Dataset extract
........

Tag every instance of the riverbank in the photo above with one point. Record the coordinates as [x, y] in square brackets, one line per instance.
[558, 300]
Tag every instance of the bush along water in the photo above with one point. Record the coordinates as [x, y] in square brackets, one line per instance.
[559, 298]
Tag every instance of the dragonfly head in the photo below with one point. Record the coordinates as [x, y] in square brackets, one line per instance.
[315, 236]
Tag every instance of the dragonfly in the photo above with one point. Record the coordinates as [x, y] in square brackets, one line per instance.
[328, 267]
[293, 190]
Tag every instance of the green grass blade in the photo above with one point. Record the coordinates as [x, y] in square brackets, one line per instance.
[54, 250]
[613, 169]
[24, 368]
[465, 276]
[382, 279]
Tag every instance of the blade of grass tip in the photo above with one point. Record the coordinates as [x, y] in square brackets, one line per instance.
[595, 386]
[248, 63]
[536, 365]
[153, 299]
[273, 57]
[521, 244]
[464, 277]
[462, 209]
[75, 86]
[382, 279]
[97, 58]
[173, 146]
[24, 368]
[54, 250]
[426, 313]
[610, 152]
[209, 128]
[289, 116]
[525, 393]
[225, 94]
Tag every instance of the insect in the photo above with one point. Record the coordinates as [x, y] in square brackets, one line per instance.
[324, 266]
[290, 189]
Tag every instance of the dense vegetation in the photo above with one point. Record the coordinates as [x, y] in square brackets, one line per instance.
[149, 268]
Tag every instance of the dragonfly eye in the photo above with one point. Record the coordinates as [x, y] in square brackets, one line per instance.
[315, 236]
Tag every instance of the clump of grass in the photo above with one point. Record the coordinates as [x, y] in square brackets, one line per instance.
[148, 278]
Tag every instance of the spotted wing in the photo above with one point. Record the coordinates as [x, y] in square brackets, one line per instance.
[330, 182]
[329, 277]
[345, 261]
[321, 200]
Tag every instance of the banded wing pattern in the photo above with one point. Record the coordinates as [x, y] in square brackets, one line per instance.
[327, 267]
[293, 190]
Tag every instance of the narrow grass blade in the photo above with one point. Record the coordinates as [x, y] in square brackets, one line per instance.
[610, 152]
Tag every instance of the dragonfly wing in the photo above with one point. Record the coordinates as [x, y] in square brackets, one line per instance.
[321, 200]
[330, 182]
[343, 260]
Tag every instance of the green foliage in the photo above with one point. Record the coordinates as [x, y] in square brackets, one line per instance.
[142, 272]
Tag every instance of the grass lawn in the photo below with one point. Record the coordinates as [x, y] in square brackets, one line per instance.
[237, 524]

........

Short exercise
Convert all of the data above into a JSON list of strings, one string per line, leaving out any blank lines.

Solution to this exercise
[
  "Tag every instance of the riverbank in the photo above with one point. Record the coordinates as [x, y] in square brackets, one line per instance.",
  "[558, 300]",
  "Tag every instance of the bush along water in the photo above with one point. Record the coordinates as [x, y] in square brackets, one line per instance.",
  "[559, 298]",
  "Tag every instance of the dragonfly head in the photo below with one point. Record the coordinates as [x, y] in square brackets, one line per instance.",
  "[315, 236]",
  "Tag every instance of the dragonfly in the photo above with one point. Record the coordinates as [x, y] in square brackets, one line per instance.",
  "[328, 267]",
  "[293, 190]",
  "Tag every instance of the green grass blade in the photo above with one point. Record the coordinates as [x, y] in square brackets, one line per instance.",
  "[54, 250]",
  "[613, 169]",
  "[24, 368]",
  "[465, 276]",
  "[382, 279]",
  "Tag every instance of the blade of grass tip in the photo above with one point. Record the coordinates as [x, y] in square brackets, one line per instance.",
  "[595, 386]",
  "[248, 63]",
  "[536, 365]",
  "[153, 299]",
  "[273, 57]",
  "[521, 244]",
  "[464, 277]",
  "[462, 209]",
  "[75, 86]",
  "[382, 279]",
  "[97, 58]",
  "[173, 146]",
  "[24, 368]",
  "[54, 250]",
  "[426, 313]",
  "[610, 152]",
  "[209, 128]",
  "[289, 116]",
  "[525, 393]",
  "[225, 94]",
  "Tag every instance of the insect in the photo above with one point. Record the coordinates as [x, y] in square brackets, one line per instance.",
  "[324, 266]",
  "[290, 189]",
  "Tag every instance of the dense vegetation in the photo above with one point. Record the coordinates as [x, y] in square brackets, one line per instance.",
  "[149, 268]",
  "Tag every instance of the dragonfly eye in the photo above with one point. Record the coordinates as [x, y] in square brackets, one line per instance.",
  "[315, 236]",
  "Tag every instance of the clump of grass in the photo above with one point. Record the coordinates as [x, y] in square brackets, one line per instance.",
  "[148, 278]",
  "Tag every instance of the spotted wing in the photo above with one point. Record the coordinates as [x, y] in square brackets, one line per instance.",
  "[330, 182]",
  "[329, 277]",
  "[345, 261]",
  "[321, 200]",
  "Tag every instance of the banded wing pattern in the photo above with one point. Record the coordinates as [x, y] in square brackets, one line per instance.",
  "[327, 267]",
  "[293, 190]",
  "Tag every instance of the narrow grass blade in the photo above with one point. Record the coordinates as [x, y] in square brackets, one line per instance.",
  "[610, 152]",
  "Tag every instance of the dragonfly wing in the photo above with one point. Record the coordinates as [x, y] in square brackets, one line per instance.",
  "[321, 200]",
  "[330, 182]",
  "[343, 260]",
  "Tag every instance of the green foliage in the photo above with one point. Record the coordinates as [x, y] in square brackets, one line per instance.",
  "[142, 272]",
  "Tag every instance of the grass lawn in the photo below with one point. Record the coordinates as [x, y] in square brackets, one line per instance.",
  "[237, 524]"
]